SUPPLIED MATERIAL:
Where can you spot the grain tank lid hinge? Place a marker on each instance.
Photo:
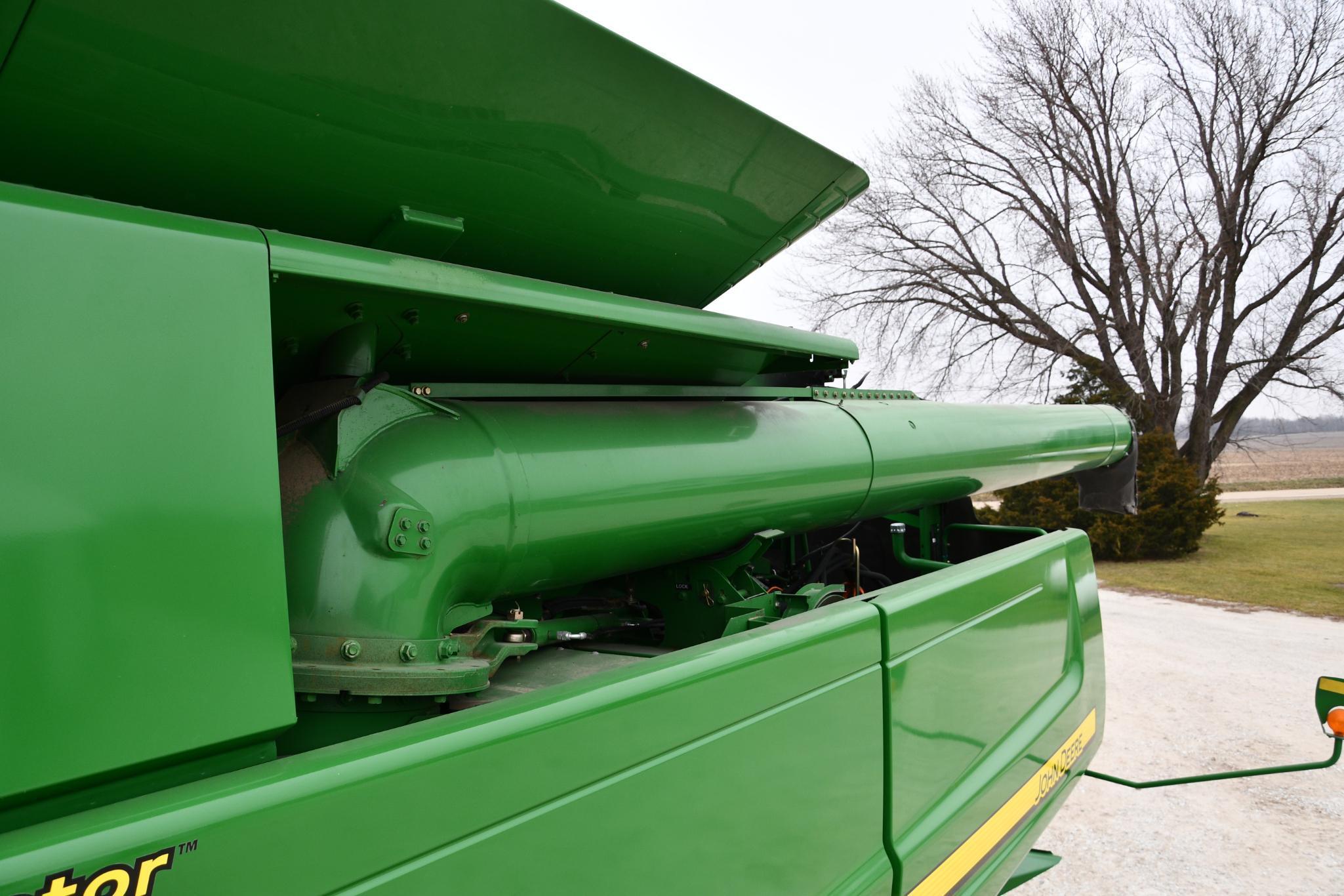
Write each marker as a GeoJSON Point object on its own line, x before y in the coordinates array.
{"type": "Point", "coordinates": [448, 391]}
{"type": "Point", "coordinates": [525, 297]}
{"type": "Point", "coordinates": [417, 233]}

==

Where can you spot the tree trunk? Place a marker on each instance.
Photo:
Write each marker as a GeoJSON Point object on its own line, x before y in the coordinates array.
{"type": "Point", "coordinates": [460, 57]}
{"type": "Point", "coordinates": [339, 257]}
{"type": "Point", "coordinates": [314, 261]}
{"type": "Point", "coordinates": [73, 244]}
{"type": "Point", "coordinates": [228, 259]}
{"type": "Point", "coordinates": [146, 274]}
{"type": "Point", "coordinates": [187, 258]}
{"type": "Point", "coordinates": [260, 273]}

STATED PROBLEM:
Please extract every line of the data above that contains the string "marker". Treat uppercase and lowercase as different.

ANSWER TO THIS PROBLEM:
Where can you spot the grain tank lid hinge? Place a marker on each instance.
Write each marker as a GeoJSON Point object on its own line, x before y in the coordinates array.
Where can you spot the tree trunk? Place a marker on each instance.
Write each marker as a GeoJSON Point object on its own line, x before y in the coordinates array.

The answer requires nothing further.